- Materials provided:
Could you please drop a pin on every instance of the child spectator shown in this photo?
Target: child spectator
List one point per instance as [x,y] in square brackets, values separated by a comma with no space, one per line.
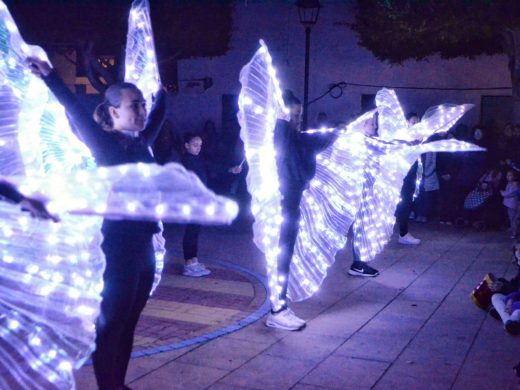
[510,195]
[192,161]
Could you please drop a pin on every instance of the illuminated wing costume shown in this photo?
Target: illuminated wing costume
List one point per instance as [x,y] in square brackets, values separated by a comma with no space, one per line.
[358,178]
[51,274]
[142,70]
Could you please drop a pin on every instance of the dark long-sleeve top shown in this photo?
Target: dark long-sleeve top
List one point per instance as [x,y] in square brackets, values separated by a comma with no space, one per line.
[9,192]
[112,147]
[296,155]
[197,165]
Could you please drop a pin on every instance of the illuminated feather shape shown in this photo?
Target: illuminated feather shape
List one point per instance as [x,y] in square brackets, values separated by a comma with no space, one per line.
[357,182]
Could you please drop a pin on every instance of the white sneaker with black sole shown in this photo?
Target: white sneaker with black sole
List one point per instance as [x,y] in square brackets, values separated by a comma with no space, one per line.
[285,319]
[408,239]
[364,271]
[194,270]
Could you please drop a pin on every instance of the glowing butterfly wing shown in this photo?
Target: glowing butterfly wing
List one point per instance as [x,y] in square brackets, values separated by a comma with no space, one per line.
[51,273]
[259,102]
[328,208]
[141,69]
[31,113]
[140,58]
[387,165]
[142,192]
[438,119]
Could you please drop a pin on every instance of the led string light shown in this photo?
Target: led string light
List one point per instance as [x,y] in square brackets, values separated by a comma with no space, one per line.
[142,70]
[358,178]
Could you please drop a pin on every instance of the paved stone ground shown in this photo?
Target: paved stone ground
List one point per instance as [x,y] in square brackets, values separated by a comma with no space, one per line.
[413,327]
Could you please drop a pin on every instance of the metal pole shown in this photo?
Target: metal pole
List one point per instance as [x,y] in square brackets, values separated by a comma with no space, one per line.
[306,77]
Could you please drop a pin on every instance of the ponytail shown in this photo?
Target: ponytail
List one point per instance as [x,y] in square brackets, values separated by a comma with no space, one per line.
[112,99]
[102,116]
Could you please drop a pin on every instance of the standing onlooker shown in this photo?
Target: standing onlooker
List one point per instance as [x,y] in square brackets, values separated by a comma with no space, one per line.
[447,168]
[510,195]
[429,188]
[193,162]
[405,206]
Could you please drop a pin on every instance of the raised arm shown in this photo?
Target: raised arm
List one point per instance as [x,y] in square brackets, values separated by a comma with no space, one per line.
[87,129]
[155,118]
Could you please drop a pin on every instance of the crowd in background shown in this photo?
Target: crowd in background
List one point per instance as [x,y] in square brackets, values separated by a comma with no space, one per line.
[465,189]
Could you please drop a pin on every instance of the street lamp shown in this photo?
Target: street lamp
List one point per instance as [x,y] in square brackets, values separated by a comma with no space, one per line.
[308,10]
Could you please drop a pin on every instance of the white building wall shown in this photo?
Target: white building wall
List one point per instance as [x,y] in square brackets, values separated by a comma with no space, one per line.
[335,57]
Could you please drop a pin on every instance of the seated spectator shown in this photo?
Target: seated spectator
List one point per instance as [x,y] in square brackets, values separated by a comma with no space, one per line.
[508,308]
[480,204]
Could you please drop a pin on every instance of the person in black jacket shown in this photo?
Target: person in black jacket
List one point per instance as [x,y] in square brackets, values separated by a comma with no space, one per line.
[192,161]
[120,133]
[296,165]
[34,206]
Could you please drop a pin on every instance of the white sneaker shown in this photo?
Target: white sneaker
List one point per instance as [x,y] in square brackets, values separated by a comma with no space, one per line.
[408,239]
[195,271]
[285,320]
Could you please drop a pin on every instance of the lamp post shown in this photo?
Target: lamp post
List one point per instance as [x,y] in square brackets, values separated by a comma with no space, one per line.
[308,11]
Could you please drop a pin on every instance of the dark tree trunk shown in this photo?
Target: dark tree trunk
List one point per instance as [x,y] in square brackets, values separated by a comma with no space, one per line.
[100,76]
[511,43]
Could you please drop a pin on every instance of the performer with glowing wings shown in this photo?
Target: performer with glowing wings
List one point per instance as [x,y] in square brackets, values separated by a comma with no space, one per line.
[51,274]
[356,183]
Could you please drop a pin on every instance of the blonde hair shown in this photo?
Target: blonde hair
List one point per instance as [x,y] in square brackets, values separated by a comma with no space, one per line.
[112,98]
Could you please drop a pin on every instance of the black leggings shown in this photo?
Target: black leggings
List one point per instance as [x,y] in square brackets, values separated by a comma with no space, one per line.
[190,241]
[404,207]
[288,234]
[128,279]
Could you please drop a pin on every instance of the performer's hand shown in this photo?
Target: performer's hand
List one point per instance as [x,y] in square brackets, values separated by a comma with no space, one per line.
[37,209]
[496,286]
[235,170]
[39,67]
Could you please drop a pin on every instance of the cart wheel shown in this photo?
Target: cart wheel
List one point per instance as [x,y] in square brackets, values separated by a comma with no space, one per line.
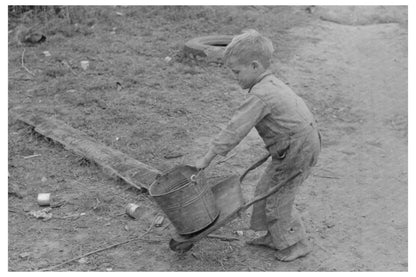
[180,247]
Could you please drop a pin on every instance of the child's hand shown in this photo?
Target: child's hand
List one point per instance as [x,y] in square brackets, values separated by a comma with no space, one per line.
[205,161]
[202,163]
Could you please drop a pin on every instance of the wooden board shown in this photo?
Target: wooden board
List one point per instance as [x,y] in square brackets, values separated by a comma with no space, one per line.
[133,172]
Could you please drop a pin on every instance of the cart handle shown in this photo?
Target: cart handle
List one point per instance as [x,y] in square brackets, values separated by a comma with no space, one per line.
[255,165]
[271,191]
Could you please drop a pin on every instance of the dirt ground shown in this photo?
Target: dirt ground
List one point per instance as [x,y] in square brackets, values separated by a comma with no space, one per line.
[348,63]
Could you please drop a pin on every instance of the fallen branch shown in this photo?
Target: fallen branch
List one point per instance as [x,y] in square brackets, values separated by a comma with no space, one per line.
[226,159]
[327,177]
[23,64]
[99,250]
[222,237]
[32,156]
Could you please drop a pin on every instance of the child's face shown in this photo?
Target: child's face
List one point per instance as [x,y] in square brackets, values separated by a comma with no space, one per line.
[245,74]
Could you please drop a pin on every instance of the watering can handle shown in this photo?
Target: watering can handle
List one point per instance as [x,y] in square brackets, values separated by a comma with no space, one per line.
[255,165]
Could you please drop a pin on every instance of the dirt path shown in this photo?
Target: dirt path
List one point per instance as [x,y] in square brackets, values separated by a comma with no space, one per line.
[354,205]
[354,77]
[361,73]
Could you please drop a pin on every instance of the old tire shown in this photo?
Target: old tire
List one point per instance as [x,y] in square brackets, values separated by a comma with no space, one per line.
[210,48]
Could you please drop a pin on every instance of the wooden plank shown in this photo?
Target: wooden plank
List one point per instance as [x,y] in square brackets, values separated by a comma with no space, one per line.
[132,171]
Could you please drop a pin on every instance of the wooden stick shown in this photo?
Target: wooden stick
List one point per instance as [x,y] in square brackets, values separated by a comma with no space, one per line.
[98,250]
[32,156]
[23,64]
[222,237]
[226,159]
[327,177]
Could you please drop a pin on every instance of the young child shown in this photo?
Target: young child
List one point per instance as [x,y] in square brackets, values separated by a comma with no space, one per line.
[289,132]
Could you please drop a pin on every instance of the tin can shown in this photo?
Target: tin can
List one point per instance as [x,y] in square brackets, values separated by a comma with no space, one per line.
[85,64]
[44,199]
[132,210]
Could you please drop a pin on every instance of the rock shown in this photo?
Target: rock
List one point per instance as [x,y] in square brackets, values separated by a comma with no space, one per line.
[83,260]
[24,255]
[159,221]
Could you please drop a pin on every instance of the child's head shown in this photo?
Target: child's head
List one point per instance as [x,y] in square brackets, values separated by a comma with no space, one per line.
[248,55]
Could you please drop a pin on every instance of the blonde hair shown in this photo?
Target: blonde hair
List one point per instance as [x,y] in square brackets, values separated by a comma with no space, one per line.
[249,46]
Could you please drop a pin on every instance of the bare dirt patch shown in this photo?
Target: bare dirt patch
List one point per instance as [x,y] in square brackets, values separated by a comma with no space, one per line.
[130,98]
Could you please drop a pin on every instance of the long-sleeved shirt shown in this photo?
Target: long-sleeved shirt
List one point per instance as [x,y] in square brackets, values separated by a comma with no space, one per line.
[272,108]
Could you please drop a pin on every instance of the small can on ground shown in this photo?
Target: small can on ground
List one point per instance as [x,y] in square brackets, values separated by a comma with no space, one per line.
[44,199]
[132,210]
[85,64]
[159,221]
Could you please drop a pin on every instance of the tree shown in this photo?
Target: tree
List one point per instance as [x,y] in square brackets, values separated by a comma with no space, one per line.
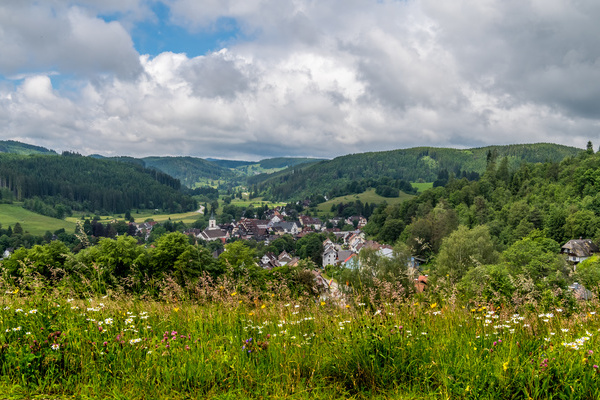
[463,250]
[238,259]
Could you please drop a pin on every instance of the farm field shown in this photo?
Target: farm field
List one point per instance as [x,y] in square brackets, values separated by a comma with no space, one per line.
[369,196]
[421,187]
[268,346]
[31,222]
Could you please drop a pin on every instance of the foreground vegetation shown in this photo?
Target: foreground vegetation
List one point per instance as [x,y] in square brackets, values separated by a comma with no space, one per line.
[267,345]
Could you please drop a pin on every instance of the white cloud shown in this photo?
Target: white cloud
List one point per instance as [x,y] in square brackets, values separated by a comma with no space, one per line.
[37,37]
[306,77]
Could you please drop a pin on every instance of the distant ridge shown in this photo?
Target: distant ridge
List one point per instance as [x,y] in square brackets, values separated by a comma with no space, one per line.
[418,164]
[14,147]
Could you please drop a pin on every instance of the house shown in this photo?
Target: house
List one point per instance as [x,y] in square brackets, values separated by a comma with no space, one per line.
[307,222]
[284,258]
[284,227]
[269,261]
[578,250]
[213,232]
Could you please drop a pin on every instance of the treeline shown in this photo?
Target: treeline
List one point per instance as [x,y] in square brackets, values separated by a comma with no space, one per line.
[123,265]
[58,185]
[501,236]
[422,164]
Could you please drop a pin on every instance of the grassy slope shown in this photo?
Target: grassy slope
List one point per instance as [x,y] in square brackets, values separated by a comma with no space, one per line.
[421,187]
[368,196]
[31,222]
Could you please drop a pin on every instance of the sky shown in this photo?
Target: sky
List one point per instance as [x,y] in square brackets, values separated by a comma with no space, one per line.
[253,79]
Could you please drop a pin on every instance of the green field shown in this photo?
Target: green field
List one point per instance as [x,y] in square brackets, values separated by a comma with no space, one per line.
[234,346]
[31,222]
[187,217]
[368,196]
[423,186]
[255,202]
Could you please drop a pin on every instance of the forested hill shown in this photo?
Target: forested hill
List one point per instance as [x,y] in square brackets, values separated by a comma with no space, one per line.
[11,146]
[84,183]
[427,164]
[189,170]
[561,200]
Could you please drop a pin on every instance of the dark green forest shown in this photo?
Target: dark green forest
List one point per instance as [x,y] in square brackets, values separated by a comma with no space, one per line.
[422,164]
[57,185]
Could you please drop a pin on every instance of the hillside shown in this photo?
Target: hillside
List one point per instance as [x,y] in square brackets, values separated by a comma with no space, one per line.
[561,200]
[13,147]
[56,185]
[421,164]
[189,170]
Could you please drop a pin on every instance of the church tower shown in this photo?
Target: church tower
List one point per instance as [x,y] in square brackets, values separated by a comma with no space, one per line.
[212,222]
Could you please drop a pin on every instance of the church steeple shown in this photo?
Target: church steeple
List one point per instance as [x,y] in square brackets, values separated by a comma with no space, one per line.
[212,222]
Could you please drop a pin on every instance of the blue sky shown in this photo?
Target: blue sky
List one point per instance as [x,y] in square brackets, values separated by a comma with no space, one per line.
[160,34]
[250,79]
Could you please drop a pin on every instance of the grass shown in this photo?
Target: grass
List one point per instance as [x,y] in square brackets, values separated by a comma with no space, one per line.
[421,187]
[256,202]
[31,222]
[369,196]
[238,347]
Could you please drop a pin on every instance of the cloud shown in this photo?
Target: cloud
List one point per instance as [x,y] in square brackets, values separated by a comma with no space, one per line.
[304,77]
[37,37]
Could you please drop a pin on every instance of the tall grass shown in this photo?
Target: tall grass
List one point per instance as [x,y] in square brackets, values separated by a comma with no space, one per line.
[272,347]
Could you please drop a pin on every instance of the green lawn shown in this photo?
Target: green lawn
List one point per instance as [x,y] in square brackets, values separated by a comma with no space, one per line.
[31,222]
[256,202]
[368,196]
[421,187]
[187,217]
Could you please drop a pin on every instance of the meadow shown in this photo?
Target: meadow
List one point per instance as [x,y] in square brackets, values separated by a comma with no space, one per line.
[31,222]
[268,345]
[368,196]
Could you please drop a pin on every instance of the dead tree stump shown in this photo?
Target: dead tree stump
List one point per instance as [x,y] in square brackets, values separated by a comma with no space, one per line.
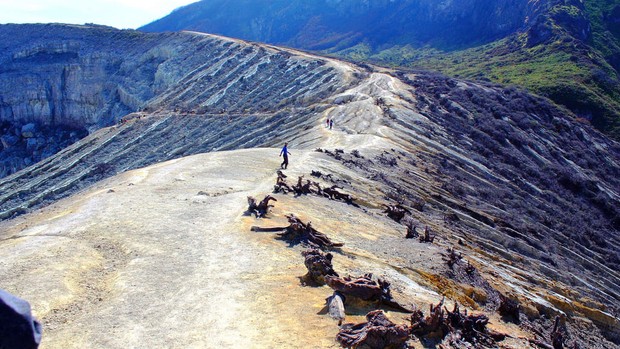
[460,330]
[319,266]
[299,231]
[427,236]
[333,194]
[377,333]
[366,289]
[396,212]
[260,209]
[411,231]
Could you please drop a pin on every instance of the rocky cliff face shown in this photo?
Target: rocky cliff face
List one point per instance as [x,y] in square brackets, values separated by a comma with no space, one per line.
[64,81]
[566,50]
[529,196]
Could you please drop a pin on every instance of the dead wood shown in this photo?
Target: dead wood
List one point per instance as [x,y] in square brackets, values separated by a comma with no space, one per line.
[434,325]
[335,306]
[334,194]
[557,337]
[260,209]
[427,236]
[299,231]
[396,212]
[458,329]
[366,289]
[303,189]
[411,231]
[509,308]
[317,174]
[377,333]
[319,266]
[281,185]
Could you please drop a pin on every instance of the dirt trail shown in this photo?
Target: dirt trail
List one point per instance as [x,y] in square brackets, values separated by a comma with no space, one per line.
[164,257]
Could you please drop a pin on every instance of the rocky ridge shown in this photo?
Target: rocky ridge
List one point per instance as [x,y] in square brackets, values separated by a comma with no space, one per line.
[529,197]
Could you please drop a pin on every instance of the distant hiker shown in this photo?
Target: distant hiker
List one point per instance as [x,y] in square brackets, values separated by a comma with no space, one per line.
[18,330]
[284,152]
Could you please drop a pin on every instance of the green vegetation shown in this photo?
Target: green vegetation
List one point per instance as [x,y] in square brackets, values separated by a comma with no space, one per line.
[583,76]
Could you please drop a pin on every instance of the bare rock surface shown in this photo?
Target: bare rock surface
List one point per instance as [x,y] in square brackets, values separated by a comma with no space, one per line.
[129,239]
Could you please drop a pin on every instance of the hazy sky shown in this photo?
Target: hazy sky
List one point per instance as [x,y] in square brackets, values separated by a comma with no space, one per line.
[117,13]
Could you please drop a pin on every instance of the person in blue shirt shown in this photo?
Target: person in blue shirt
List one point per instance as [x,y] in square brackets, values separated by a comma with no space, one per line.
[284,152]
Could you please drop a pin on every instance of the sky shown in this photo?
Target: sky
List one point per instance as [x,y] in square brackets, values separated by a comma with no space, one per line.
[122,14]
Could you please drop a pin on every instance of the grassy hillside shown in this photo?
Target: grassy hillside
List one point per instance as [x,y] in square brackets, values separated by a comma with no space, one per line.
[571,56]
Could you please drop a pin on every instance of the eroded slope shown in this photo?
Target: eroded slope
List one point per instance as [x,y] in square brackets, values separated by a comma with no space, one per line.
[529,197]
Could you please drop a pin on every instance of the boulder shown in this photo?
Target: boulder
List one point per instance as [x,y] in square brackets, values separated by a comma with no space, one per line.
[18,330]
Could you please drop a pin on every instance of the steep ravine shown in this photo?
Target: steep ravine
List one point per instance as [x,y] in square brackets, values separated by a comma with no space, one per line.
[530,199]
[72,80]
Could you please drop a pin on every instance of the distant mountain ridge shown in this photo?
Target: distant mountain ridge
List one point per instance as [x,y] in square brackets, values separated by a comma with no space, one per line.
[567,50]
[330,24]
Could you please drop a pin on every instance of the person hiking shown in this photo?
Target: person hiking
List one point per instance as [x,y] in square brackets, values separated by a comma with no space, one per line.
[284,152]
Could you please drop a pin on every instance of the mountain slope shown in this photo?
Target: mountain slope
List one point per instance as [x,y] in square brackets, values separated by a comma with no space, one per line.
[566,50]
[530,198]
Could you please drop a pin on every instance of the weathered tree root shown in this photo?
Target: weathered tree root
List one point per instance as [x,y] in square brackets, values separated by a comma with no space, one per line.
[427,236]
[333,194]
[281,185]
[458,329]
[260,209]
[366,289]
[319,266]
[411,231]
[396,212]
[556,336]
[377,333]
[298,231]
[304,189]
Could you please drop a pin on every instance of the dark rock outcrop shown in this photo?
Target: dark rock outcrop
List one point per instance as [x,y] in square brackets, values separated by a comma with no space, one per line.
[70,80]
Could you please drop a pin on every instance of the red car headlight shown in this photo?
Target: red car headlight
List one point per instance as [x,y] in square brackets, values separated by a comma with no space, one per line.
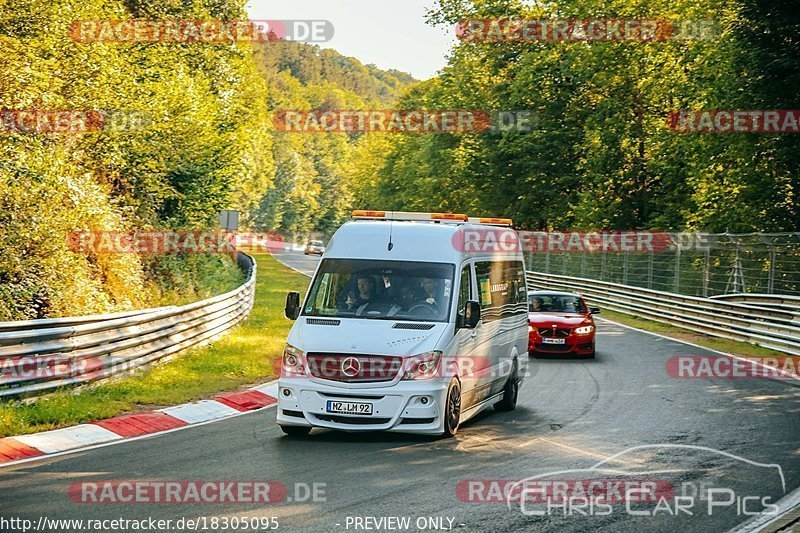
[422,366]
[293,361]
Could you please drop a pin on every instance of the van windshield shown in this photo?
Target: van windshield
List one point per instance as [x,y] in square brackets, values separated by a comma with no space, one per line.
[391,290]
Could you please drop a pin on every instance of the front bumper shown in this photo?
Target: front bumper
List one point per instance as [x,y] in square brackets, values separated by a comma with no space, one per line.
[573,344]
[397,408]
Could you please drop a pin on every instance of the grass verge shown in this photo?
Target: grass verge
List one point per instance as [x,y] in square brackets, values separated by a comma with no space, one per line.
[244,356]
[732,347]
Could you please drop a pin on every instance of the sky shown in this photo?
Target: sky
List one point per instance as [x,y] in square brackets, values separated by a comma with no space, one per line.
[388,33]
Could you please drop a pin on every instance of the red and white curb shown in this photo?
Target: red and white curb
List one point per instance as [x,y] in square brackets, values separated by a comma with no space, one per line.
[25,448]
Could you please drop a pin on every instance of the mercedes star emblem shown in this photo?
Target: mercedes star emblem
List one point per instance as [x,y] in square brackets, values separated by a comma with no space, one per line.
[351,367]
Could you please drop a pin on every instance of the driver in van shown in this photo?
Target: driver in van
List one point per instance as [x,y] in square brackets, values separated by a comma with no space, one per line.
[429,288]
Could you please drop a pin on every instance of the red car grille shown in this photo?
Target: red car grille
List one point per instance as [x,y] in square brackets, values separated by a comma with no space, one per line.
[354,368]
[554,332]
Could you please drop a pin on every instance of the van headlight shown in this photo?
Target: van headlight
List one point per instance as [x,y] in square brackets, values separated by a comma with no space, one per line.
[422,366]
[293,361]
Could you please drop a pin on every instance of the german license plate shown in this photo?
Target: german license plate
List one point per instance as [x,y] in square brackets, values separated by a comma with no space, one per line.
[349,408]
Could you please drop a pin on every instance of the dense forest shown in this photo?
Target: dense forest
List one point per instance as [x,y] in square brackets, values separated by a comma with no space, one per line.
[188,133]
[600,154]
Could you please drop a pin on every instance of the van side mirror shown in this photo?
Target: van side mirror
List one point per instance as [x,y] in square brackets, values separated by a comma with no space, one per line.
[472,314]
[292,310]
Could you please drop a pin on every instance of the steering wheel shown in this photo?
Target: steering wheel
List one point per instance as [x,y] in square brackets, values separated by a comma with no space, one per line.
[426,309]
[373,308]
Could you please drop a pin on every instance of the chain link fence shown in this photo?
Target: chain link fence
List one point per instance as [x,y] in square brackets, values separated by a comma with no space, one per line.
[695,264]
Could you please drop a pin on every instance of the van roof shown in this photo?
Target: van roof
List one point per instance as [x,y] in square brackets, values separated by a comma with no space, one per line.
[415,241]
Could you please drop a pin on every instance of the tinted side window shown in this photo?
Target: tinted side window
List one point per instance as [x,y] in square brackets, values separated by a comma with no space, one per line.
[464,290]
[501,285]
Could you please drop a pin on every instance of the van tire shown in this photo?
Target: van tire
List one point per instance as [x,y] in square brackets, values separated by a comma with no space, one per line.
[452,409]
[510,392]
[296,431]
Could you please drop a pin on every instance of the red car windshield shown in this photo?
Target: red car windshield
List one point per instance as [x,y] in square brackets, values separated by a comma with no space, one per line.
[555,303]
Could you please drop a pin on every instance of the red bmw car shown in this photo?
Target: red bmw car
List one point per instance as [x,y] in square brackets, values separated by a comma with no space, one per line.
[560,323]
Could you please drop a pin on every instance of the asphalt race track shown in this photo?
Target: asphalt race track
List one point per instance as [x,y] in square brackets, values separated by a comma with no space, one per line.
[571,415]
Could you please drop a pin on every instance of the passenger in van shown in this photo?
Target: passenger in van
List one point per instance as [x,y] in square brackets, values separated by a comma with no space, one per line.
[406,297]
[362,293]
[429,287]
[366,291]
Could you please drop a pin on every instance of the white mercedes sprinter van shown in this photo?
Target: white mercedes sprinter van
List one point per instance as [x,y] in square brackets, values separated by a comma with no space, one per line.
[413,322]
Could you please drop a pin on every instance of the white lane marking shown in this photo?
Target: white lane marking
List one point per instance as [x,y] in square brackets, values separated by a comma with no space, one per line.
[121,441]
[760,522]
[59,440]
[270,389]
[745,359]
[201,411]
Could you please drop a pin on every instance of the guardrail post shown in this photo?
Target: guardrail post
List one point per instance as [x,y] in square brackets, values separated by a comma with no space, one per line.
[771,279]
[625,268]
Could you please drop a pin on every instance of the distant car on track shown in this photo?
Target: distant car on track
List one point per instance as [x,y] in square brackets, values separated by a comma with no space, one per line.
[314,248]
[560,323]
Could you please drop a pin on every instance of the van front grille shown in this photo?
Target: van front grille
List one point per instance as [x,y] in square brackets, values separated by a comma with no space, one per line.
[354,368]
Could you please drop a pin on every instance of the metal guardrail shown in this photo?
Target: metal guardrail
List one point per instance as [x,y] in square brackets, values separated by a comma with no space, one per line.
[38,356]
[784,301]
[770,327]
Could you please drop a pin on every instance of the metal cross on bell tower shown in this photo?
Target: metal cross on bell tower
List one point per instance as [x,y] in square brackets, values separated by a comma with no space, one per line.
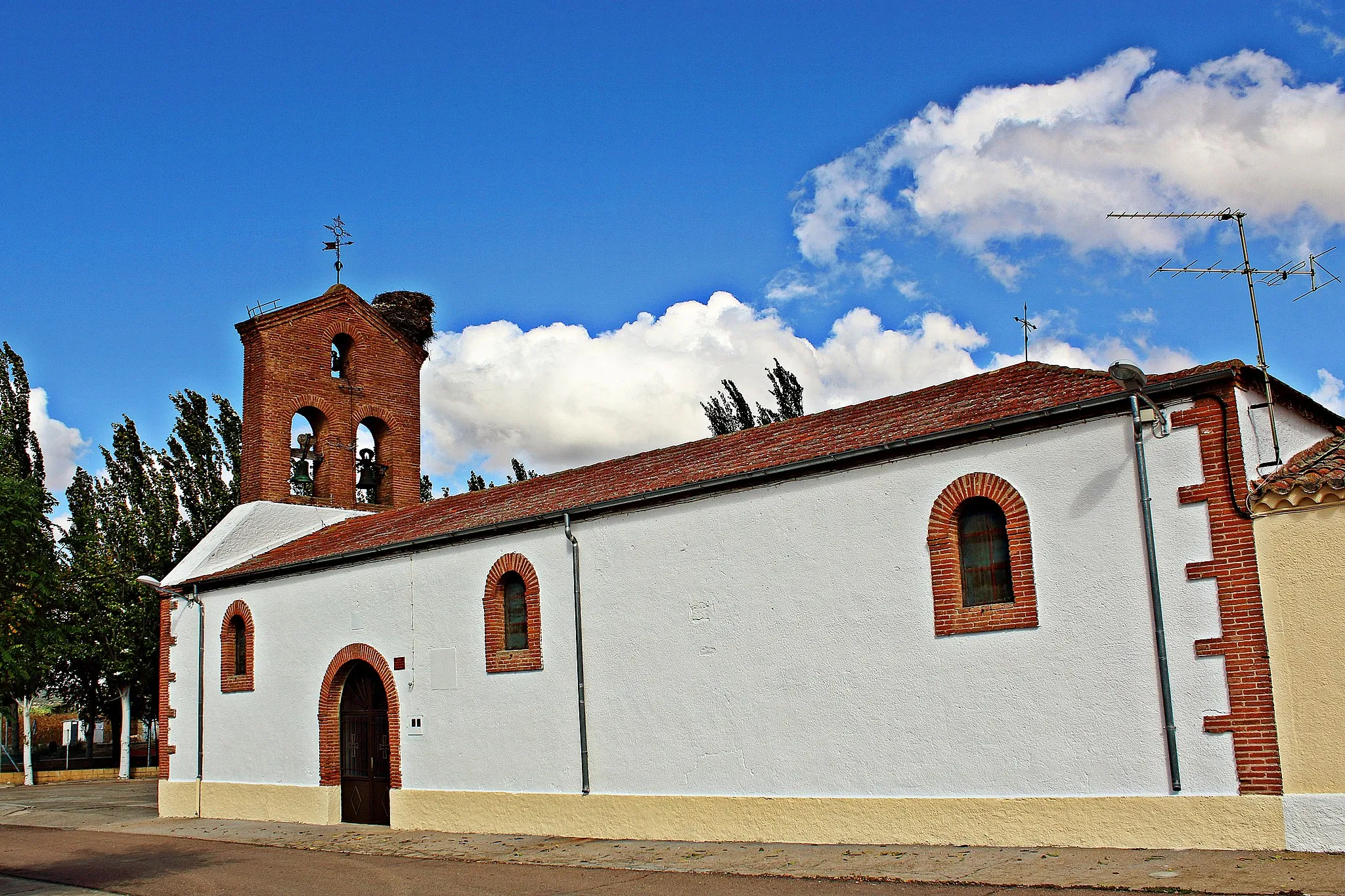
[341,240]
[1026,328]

- Task goal: Omit the pictures and print again exactly the lines from the one with "marking shown in this photo?" through the final line of the entries, both ends included.

- Response:
Could you please drop a pin on every instance of the white lane marking shown in this photo?
Target: white lane marking
List one point per instance as [x,y] in square brackets, values separated by a comma with no space, one per line.
[121,441]
[760,522]
[59,440]
[270,389]
[745,359]
[201,411]
Could you please drop a pin on every instance of the guardrail post shown in this photo?
Target: guardrail post
List one point per instance as [x,y] in square brackets, values separated by a comma with no space, one per line.
[771,279]
[625,268]
Could you please drop a pin on every instance of the distant car on track shown in this photo?
Target: distant car on track
List one point per instance as [x,y] in square brackets, values separated by a comma with no space, one per line.
[314,248]
[560,323]
Could you please drop a pin on every instance of the van front grille shown in this photo?
Target: van front grille
List one point per instance as [x,y] in square brackets, values separated by a comma with no space, one per line.
[354,368]
Could you please drop a pin on every instance of the metal guardrail shown in this photo?
Target: metal guardrail
List one point per instance as [x,y] in square brackets, values separated by a comma with no space, one per line.
[38,356]
[784,301]
[770,327]
Could you please drop a pin on every instance of the metal cross on bell tower shown in this photo?
Target: metal cross on bell tower
List one point per instance as [x,y] in square brackets, values separated by a comma with no space, one per line.
[341,240]
[1026,328]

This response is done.